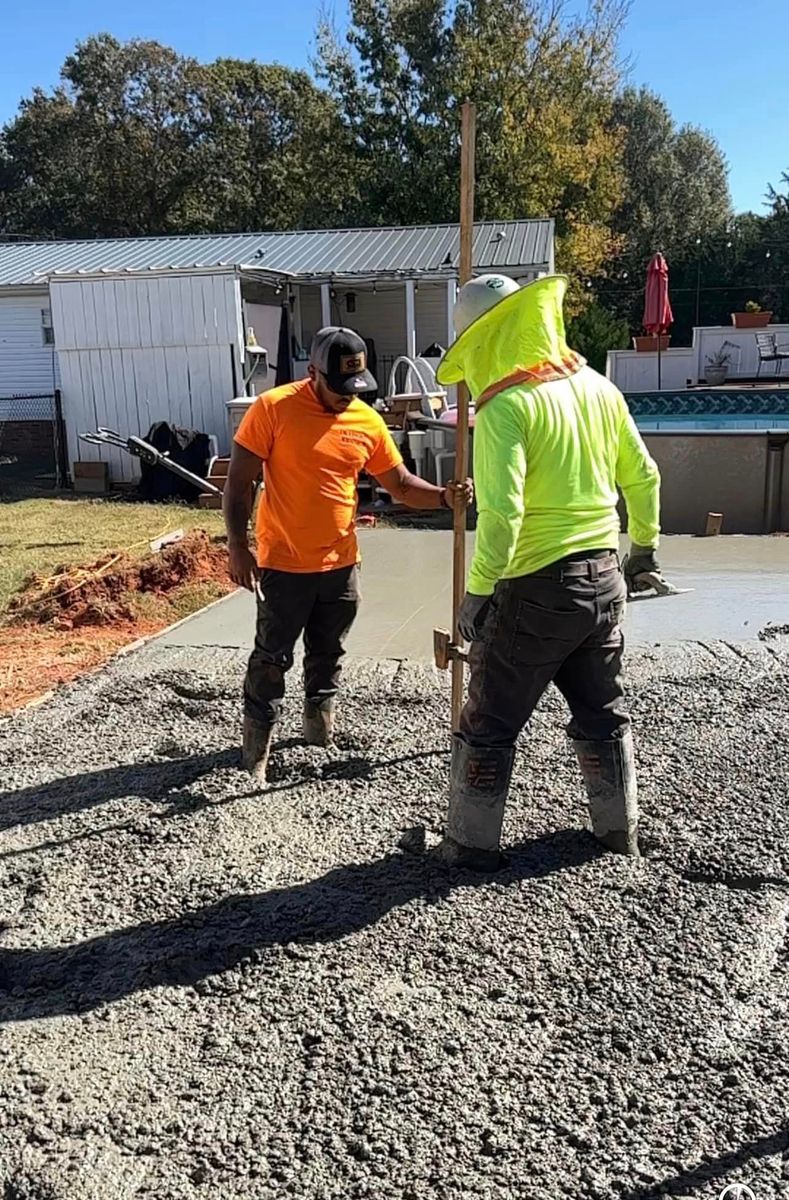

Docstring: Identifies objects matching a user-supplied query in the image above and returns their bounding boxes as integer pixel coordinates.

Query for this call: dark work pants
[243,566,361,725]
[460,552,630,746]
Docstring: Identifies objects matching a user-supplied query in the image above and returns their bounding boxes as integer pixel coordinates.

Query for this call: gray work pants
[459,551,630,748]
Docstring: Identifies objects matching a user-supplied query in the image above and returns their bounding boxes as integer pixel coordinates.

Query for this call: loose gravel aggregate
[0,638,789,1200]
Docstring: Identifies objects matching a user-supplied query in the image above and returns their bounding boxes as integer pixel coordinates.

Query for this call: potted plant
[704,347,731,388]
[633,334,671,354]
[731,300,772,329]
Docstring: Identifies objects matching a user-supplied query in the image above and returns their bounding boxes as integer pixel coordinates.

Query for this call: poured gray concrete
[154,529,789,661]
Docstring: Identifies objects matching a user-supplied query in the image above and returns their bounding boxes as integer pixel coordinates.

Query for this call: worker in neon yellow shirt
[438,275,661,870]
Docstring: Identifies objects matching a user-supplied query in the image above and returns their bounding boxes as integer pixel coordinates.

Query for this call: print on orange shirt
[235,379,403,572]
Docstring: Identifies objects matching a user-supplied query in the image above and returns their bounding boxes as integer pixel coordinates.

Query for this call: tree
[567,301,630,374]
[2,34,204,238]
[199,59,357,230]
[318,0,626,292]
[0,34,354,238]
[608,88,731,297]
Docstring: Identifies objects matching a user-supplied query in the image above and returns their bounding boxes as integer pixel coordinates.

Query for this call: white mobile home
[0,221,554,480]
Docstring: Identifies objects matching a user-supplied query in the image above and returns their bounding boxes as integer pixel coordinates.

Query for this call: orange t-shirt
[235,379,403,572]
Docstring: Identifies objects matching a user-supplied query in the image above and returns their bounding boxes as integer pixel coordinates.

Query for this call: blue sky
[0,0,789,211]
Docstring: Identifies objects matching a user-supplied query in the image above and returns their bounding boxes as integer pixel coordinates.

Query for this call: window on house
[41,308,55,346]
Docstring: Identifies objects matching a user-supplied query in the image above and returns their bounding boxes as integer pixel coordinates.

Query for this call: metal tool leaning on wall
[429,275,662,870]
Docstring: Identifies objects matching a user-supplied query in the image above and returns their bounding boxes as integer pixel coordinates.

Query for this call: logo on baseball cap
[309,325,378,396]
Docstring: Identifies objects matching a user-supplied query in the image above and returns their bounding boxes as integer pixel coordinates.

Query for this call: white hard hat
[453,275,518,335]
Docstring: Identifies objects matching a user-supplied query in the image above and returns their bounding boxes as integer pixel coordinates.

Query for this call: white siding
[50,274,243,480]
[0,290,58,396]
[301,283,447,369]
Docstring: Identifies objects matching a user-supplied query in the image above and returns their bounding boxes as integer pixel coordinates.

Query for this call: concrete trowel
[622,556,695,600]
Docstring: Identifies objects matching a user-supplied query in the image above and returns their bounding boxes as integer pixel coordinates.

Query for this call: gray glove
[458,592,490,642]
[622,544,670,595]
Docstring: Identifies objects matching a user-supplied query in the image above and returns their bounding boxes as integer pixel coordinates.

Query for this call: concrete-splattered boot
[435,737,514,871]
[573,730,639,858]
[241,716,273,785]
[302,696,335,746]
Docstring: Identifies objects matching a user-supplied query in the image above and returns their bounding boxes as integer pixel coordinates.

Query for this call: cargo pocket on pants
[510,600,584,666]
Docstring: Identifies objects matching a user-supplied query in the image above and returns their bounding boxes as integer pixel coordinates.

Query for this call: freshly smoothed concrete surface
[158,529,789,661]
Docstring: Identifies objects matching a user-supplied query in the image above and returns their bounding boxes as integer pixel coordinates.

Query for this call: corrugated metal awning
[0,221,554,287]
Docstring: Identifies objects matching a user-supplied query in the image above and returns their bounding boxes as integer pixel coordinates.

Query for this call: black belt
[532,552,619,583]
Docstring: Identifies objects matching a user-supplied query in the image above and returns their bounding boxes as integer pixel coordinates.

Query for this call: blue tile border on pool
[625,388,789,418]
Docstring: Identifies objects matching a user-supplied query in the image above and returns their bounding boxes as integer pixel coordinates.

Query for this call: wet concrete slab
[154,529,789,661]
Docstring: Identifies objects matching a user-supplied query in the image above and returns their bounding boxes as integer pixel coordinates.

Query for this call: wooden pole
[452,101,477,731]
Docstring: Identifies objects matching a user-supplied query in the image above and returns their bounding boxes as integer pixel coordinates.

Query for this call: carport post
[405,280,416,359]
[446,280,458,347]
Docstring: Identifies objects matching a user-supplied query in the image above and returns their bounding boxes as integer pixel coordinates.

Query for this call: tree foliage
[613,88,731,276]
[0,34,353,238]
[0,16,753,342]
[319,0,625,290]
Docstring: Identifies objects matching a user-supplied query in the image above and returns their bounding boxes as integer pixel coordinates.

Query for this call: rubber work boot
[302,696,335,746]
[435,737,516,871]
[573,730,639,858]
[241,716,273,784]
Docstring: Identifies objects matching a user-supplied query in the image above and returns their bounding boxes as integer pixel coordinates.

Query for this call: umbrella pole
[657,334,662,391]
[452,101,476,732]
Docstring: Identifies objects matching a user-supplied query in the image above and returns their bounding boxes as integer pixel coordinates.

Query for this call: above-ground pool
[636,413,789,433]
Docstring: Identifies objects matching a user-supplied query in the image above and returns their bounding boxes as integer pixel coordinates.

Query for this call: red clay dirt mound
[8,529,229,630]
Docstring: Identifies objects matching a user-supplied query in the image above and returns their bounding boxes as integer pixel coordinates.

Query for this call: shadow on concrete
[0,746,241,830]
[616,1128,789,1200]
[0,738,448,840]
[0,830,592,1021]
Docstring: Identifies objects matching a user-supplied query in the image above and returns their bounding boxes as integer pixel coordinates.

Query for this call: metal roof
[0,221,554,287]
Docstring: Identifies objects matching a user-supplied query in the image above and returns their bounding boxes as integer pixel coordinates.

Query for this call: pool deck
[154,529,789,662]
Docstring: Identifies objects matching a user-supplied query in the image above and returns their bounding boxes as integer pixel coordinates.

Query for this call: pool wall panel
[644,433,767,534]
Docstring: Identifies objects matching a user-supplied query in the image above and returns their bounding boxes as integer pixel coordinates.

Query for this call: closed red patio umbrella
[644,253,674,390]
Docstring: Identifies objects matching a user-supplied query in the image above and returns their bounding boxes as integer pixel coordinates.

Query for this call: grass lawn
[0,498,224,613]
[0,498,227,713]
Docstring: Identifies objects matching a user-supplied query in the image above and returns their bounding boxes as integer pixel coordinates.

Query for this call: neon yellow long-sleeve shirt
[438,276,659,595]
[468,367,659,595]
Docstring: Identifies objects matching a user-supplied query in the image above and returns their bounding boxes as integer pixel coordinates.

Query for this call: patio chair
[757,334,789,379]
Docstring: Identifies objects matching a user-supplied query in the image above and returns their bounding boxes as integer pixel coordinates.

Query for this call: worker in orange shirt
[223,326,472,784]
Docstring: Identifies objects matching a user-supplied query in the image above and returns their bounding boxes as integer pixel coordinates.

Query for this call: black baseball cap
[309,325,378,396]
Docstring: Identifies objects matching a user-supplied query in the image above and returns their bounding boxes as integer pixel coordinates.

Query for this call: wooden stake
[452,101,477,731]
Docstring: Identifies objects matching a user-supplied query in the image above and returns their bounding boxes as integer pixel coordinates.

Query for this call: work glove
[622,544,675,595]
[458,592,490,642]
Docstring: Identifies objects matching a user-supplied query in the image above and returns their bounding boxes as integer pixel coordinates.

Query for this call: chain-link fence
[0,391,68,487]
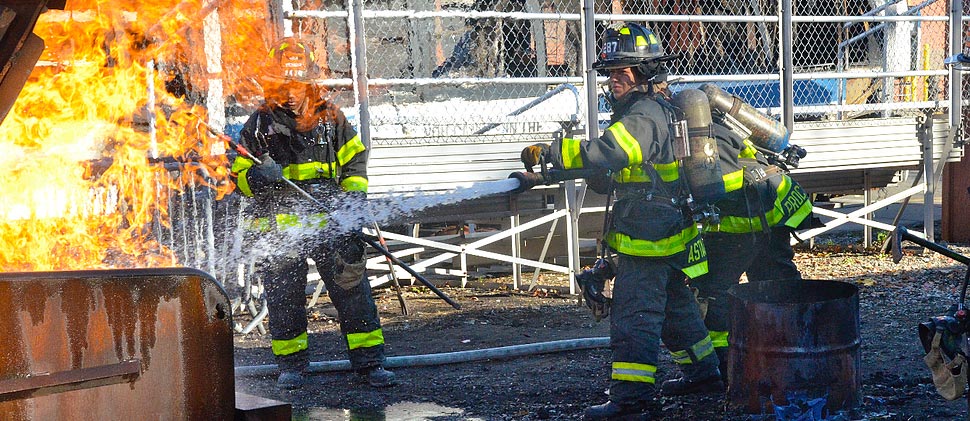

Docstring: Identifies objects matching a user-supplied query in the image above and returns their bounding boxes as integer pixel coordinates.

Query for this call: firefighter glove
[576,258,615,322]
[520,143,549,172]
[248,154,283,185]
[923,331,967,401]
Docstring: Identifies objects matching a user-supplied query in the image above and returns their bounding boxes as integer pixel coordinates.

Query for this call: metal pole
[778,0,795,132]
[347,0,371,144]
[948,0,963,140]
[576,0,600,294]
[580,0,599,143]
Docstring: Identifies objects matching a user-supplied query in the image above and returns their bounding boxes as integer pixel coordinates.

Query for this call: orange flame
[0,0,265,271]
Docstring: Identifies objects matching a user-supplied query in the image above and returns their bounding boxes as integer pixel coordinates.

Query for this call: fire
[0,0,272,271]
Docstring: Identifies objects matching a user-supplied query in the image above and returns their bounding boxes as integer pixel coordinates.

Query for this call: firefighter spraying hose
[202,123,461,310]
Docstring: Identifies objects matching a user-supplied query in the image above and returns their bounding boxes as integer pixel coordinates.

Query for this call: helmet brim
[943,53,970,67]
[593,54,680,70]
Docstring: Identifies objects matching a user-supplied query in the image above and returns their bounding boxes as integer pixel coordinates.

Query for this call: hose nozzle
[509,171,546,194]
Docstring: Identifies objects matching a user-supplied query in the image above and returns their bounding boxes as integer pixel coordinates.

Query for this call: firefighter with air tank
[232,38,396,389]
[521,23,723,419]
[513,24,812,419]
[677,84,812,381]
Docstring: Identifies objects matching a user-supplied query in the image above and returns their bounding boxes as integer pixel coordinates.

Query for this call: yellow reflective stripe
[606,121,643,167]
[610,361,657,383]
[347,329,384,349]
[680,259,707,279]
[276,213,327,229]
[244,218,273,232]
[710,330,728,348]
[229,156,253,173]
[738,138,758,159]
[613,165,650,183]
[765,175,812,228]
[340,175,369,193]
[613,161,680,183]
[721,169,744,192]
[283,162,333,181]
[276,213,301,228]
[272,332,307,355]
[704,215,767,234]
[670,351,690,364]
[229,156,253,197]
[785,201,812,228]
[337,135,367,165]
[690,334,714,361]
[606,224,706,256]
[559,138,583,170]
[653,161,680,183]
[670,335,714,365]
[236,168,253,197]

REQUIREMENTS
Locate every line in the entries above that contains the word "shirt" and copy each one out. Case counts.

OUTPUT
Query for this call: worker in neon yellow shirt
Query for this call: print on orange shirt
Query for this call: orange t-shirt
Query for this call: neon yellow long-sleeve shirt
Query for this call: worker in orange shirt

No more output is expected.